+++ TASK INPUTS +++

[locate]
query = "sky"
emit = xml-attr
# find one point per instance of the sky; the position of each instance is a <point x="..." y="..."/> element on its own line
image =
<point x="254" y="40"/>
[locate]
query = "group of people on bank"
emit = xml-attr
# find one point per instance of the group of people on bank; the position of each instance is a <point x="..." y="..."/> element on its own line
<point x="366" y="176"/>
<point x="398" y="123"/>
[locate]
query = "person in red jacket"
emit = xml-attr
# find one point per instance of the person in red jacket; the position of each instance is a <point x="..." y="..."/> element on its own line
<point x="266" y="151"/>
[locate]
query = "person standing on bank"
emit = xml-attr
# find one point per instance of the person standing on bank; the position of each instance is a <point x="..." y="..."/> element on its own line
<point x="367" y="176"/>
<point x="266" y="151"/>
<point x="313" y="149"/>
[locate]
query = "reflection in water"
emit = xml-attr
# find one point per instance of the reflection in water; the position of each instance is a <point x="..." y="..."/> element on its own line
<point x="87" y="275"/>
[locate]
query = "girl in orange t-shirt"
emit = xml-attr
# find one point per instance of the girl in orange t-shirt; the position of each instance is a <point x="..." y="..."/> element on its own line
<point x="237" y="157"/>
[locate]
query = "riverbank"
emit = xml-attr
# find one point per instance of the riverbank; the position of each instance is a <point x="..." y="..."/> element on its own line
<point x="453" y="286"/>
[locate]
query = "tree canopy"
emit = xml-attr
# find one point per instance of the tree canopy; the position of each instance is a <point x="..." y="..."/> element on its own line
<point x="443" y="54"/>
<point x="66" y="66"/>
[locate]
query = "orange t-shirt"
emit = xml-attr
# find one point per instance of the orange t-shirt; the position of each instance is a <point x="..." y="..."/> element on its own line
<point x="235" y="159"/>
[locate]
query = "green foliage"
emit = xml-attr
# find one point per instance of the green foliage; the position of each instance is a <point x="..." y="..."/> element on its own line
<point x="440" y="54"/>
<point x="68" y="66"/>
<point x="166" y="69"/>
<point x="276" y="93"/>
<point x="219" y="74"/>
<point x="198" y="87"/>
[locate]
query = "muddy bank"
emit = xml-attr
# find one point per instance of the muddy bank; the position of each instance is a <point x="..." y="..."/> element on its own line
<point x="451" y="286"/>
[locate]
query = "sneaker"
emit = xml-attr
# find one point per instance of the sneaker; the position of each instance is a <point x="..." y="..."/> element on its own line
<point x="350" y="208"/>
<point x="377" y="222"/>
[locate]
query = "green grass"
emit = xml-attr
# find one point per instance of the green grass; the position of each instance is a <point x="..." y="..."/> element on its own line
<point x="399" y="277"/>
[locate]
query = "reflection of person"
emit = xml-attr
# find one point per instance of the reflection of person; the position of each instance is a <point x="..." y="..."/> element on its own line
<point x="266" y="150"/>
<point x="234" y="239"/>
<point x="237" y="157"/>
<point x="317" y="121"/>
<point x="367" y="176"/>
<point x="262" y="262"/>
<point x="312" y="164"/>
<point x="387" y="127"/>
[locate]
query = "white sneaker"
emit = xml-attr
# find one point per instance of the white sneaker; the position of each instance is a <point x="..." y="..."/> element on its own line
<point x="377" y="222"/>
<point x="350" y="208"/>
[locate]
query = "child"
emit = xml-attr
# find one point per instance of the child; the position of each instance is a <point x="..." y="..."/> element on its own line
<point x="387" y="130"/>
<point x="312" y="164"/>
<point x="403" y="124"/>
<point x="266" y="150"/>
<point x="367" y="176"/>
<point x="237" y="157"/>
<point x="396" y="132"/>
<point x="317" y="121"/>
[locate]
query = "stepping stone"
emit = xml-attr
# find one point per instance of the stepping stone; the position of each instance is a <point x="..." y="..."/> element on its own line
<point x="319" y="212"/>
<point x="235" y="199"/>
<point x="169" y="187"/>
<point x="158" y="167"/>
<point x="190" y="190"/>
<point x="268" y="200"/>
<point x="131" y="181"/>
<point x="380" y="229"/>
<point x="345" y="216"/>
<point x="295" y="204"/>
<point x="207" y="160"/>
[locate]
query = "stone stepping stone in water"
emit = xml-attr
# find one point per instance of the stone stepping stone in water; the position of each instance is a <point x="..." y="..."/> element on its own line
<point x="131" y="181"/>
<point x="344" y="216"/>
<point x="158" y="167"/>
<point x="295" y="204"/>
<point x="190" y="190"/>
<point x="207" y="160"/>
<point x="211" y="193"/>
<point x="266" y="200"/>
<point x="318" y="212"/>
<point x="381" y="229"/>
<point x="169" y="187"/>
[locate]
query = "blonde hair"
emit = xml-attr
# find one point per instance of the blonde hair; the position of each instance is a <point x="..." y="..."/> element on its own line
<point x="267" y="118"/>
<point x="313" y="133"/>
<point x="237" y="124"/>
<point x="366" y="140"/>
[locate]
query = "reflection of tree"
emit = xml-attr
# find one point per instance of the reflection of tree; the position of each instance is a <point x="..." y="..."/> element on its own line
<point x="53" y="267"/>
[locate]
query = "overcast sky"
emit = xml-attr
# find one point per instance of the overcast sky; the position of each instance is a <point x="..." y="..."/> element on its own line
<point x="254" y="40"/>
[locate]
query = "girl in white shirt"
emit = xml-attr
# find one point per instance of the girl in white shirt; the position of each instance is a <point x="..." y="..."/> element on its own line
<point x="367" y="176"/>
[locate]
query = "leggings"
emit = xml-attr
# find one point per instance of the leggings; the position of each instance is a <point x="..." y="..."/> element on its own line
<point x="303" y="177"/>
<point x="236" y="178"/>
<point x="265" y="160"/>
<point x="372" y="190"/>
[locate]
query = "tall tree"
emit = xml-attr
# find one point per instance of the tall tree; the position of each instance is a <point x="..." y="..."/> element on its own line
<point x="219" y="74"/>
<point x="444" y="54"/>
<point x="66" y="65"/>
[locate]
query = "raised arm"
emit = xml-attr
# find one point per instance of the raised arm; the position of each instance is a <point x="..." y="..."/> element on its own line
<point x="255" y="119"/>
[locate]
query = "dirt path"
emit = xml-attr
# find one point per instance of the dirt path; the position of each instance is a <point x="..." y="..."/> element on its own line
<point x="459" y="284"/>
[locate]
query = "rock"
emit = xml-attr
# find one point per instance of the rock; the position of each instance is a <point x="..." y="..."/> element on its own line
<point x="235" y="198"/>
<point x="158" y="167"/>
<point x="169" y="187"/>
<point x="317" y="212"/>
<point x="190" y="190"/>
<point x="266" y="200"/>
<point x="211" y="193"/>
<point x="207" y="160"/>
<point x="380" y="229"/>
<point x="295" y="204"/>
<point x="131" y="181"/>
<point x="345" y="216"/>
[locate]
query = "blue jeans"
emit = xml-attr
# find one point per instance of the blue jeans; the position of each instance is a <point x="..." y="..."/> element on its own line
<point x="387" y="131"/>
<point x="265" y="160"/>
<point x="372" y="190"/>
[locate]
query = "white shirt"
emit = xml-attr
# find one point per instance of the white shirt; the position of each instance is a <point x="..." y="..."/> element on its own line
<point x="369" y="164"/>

+++

- [THE TASK]:
Return all of the above records exactly, leaving no line out.

- [RESULT OF THIS EXERCISE]:
[locate]
query = "sky"
emit = xml-attr
# find one point per instance of the sky; the position of each instance is a <point x="..." y="..."/> element on its own line
image =
<point x="254" y="40"/>
[locate]
query = "group of people on bank"
emit = xml-attr
# find one point per instance of the group of people on bank; the position of each instance is a <point x="..." y="..."/> element on its own line
<point x="366" y="176"/>
<point x="398" y="123"/>
[locate]
query = "person in red jacket"
emit = xml-attr
# find one point per instance of the person in red jacket; the position of each instance is a <point x="..." y="..."/> element on its own line
<point x="266" y="151"/>
[locate]
query = "person standing on bank"
emit = xml-attr
# find one point per instance of the person standing on bank; the position of each instance is a <point x="..." y="..."/> element on its own line
<point x="367" y="176"/>
<point x="266" y="151"/>
<point x="313" y="149"/>
[locate]
query = "reflection in water"
emit = xml-attr
# find one point per instance of the reflection in water; the position of each instance is a <point x="..." y="..."/> element on its own line
<point x="87" y="275"/>
[locate]
query = "girl in orange t-shirt"
emit = xml-attr
# find one point per instance of the girl in orange t-shirt; the position of each instance is a <point x="..." y="..."/> element on its own line
<point x="237" y="157"/>
[locate]
query = "riverbank"
emit = xml-attr
# find one point per instance of the riverbank; the position of each instance is a <point x="..." y="..."/> element on its own line
<point x="453" y="286"/>
[locate]
query = "tree canopy"
emit = xml-attr
# find one point per instance of the tree canopy; the position of each instance is a <point x="..." y="..."/> element on its own line
<point x="443" y="54"/>
<point x="66" y="66"/>
[locate]
query = "orange t-shirt"
emit = xml-attr
# find one point per instance of the orange t-shirt; the position of each instance is a <point x="..." y="..."/> element on its own line
<point x="235" y="159"/>
[locate]
query = "green foliage"
emit = xml-attr
# find one point per instance of the green foliage; the position of each instance is a <point x="..." y="..."/> element on its own line
<point x="440" y="54"/>
<point x="68" y="66"/>
<point x="166" y="69"/>
<point x="276" y="93"/>
<point x="219" y="74"/>
<point x="198" y="87"/>
[locate]
query = "muddy bank"
emit = xml-attr
# find one point per instance of the muddy bank; the position of each instance is a <point x="..." y="..."/> element on its own line
<point x="451" y="286"/>
[locate]
query = "sneaker"
emit = xml-attr
# find one point per instance of the sneaker; the position of each instance is a <point x="..." y="..."/> element on its own line
<point x="350" y="208"/>
<point x="377" y="222"/>
[locate]
query = "green grass"
emit = xml-attr
# find one point per instance of the green grass; the position of each instance is a <point x="..." y="..."/> element on its own line
<point x="399" y="277"/>
[locate]
query = "reflection of person"
emit = xml-attr
# find one point per instance of the reflection of person; the position of each instance is a <point x="..." y="..."/> element on its own line
<point x="266" y="150"/>
<point x="234" y="239"/>
<point x="237" y="157"/>
<point x="317" y="121"/>
<point x="367" y="176"/>
<point x="262" y="262"/>
<point x="312" y="164"/>
<point x="387" y="127"/>
[locate]
query = "white sneaker"
emit = xml-attr
# find one point per instance of the white sneaker; the position of each instance is a <point x="..." y="..."/> element on its own line
<point x="377" y="222"/>
<point x="350" y="208"/>
[locate]
query = "child"
emit = xml-attr
# find one point per instance of the child; the position of each instance is a <point x="..." y="..."/> element on its own line
<point x="387" y="130"/>
<point x="312" y="164"/>
<point x="403" y="124"/>
<point x="266" y="150"/>
<point x="367" y="176"/>
<point x="237" y="157"/>
<point x="396" y="132"/>
<point x="317" y="121"/>
[locate]
query = "stepping stone"
emit = xml-attr
# find one point per instance of the stepping stone; the position of each instance is a <point x="..." y="..."/> element on its own line
<point x="319" y="212"/>
<point x="235" y="199"/>
<point x="169" y="187"/>
<point x="158" y="167"/>
<point x="190" y="190"/>
<point x="268" y="200"/>
<point x="131" y="181"/>
<point x="380" y="229"/>
<point x="345" y="216"/>
<point x="295" y="204"/>
<point x="207" y="160"/>
[locate]
query = "stone stepping stone in water"
emit = xml-attr
# find one point per instance of the stone stepping stone in water; the position of each instance is a <point x="..." y="..."/> element on its own line
<point x="131" y="181"/>
<point x="344" y="216"/>
<point x="158" y="167"/>
<point x="295" y="204"/>
<point x="190" y="190"/>
<point x="207" y="160"/>
<point x="211" y="193"/>
<point x="266" y="200"/>
<point x="318" y="212"/>
<point x="381" y="229"/>
<point x="169" y="187"/>
[locate]
query = "blonde hair"
emit = xml-attr
# find one point per instance of the blonde hair; the position of each instance is a <point x="..." y="..."/> element on its own line
<point x="267" y="118"/>
<point x="313" y="133"/>
<point x="237" y="124"/>
<point x="366" y="140"/>
[locate]
query = "reflection of tree"
emit = xml-attr
# find one point per instance of the reflection of tree; the position of each instance is a <point x="..." y="..."/> element on its own line
<point x="53" y="267"/>
[locate]
query = "overcast sky"
emit = xml-attr
# find one point per instance of the overcast sky; the position of each instance is a <point x="..." y="..."/> element on its own line
<point x="254" y="40"/>
[locate]
query = "girl in white shirt"
emit = xml-attr
# find one point per instance of the girl in white shirt; the position of each instance is a <point x="..." y="..."/> element on its own line
<point x="367" y="176"/>
[locate]
query = "leggings"
emit = xml-attr
# find one point per instance of the leggings; the position of each instance is a <point x="..." y="..."/> element on its own line
<point x="303" y="177"/>
<point x="236" y="178"/>
<point x="265" y="160"/>
<point x="372" y="190"/>
[locate]
query = "tall tree"
emit = xml-attr
# find one point per instance of the tall tree; the position of each instance is a <point x="..." y="..."/> element on its own line
<point x="219" y="74"/>
<point x="444" y="54"/>
<point x="66" y="65"/>
[locate]
query = "raised arm"
emit = xml-attr
# find one point per instance of the raised arm; the position of each instance is a <point x="..." y="..."/> element on its own line
<point x="255" y="119"/>
[locate]
query = "dirt path"
emit = xml-attr
# find one point per instance of the dirt path; the position of each instance is a <point x="..." y="..."/> element on its own line
<point x="459" y="284"/>
[locate]
query = "rock"
emit = xml-attr
# find one point per instance of the rock; the position of each instance is a <point x="..." y="..."/> element on its own line
<point x="235" y="198"/>
<point x="158" y="167"/>
<point x="169" y="187"/>
<point x="317" y="212"/>
<point x="190" y="190"/>
<point x="266" y="200"/>
<point x="211" y="193"/>
<point x="207" y="160"/>
<point x="380" y="229"/>
<point x="295" y="204"/>
<point x="131" y="181"/>
<point x="345" y="216"/>
[locate]
query = "blue jeans"
emit = xml-attr
# find one point per instance of the blue jeans; the position of each instance is a <point x="..." y="..."/> element on its own line
<point x="387" y="131"/>
<point x="265" y="160"/>
<point x="372" y="190"/>
[locate]
query = "white shirt"
emit = xml-attr
# find one point per instance of the white shirt; the position of each instance is a <point x="..." y="..."/> element on its own line
<point x="369" y="164"/>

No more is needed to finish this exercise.